(EXTRACT TO READ)
Table of Contents
The “path cost” is used as the metric for OSPF’s optimal route selection criteria. The costs on the path to the destination network are accumulated and the path with the lowest cost is adopted in the routing table as the optimal route. Think of it as measuring the distance to the destination network by path cost.
Determining the cost is automatically calculated from bandwidth by default in Cisco router implementations; routers from non-Cisco vendors are also often calculated automatically from bandwidth. The formula for calculating the cost in Cisco router implementations is, by default, as follows.
100(Mbps) / Interface Bandwidth(Mbps)
For example, 10 Mbps Ethernet has a cost of 10 and 1.544 Mbps leased line has a cost of 64. Since the value of the cost is lower for larger bandwidths, the selection of the best route by OSPF will by default give preference to routes with larger bandwidths.

(RECORDED INFORMATION)
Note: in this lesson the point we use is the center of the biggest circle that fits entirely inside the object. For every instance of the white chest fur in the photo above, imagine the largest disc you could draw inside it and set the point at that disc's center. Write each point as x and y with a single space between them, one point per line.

(TASK TO CARRY OUT) Please duplicate the part of the OSPF path cost text starting with "Table of Contents" and going on through "by path cost.". The material has no part in this work.

(RIGHT ANSWER)
Table of Contents
The “path cost” is used as the metric for OSPF’s optimal route selection criteria. The costs on the path to the destination network are accumulated and the path with the lowest cost is adopted in the routing table as the optimal route. Think of it as measuring the distance to the destination network by path cost.